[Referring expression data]
----------------------------------------
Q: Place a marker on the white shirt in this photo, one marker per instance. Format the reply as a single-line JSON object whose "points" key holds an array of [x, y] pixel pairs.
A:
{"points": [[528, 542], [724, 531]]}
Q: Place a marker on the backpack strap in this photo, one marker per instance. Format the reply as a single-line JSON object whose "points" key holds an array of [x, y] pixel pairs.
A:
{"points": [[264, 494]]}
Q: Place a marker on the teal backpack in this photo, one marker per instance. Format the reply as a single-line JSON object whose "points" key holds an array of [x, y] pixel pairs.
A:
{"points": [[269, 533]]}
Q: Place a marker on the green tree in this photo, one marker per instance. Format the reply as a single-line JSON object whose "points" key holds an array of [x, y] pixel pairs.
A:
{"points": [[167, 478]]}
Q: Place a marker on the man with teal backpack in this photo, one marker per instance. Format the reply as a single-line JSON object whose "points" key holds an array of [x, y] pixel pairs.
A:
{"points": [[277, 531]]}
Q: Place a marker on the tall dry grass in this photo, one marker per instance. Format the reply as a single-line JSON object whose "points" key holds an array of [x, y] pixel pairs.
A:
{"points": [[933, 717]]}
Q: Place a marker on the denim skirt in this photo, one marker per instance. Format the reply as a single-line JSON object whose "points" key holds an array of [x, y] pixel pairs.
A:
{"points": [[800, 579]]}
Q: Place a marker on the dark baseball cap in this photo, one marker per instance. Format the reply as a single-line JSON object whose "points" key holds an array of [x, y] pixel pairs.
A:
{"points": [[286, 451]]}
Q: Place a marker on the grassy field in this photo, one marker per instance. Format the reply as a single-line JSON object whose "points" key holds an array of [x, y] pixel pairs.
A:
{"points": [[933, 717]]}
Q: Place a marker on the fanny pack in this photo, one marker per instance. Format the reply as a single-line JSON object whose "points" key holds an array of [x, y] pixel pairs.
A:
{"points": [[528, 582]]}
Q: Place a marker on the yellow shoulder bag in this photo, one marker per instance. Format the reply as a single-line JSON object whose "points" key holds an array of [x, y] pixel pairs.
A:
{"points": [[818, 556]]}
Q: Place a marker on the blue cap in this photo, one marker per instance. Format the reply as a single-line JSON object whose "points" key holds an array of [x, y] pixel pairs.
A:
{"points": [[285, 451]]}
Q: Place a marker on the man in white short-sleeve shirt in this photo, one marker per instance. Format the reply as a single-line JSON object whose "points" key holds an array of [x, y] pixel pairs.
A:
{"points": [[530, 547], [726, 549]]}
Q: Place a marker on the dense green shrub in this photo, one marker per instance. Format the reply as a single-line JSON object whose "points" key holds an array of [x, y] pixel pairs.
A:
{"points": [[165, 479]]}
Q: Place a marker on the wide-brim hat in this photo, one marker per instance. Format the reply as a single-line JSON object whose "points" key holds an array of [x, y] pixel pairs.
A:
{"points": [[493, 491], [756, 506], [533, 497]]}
----------------------------------------
With every line intact, print the records above again.

Q: Place a marker on the white shirt in this photo, one marker per instance. Format the reply as a single-line JSON object whose "points" key holds an array of [x, y] pixel pairs.
A:
{"points": [[528, 542], [724, 531]]}
Q: Place a marker on the backpack strap in this photo, one marker per instance. Format the reply as a single-line JSON object whose "points" key holds an array of [x, y] pixel pairs.
A:
{"points": [[264, 494]]}
Q: Place a marker on the teal backpack in this photo, one marker per instance. Format the reply as a single-line JSON object whose "points" key holds an array of [x, y] pixel pairs.
A:
{"points": [[269, 533]]}
Q: Place a marker on the green tree in this photo, one marker per instance. Format the reply as a single-line JSON object whose "points" key holds an array of [x, y] pixel pairs.
A:
{"points": [[167, 478]]}
Q: Place a marker on the man with teal backpack in this photo, one marker per instance. Format the reply as a single-line JSON object whose "points" key holds an array of [x, y] pixel pairs.
A:
{"points": [[277, 531]]}
Q: Place a marker on the tall dry grass in this photo, one marker per instance. Format the reply as a single-line JSON object whose "points" key holds an array of [x, y] pixel pairs.
A:
{"points": [[933, 717]]}
Q: Place a marker on the denim skirt in this photo, one marker per instance. Format the reply as a single-line JSON object whose "points" key holds an array of [x, y] pixel pairs.
A:
{"points": [[800, 579]]}
Q: Place a marker on the dark baseball cap in this photo, one marker per instance. Format the reply as a single-line JSON object whose "points" key holds an array of [x, y] pixel pairs.
A:
{"points": [[286, 451]]}
Q: Place a marker on the grassy field in this photo, one marker per instance. Format the reply as a single-line JSON object whose "points" key holds an array of [x, y] pixel pairs.
A:
{"points": [[933, 717]]}
Q: Place a marker on the fanny pack in this photo, one marker per instance. Format the reply as a single-line JSON object whose "points" key holds an array of [x, y] pixel pairs.
A:
{"points": [[528, 582]]}
Q: Place a marker on the yellow shoulder bag in this photo, one marker per instance. Format the reply as a single-line JSON object whose "points" key holds an array of [x, y] pixel pairs.
A:
{"points": [[818, 556]]}
Q: Place a marker on the blue cap in this photo, one marker per instance. Format the reply as a single-line JSON object whose "points" key holds an array of [x, y] pixel pairs.
A:
{"points": [[285, 451]]}
Q: Place a marker on the man in white short-sleeve shirt in this photo, one marker per instance. Format the reply as a single-line JSON object whose "points" key holds an array of [x, y] pixel pairs.
A:
{"points": [[530, 547], [726, 549]]}
Q: Place a marker on the dense green shrub in this photo, one marker per instance. Format the reply as a single-line JSON object whose "points" key holds an array of [x, y] pixel pairs.
A:
{"points": [[165, 479]]}
Q: Place a marker on the wide-brim hat in this photo, one marker per instance. Format the reply as a single-line JSON object whose "points" key holds an array of [x, y] pixel pairs.
A:
{"points": [[493, 491], [756, 506], [533, 497]]}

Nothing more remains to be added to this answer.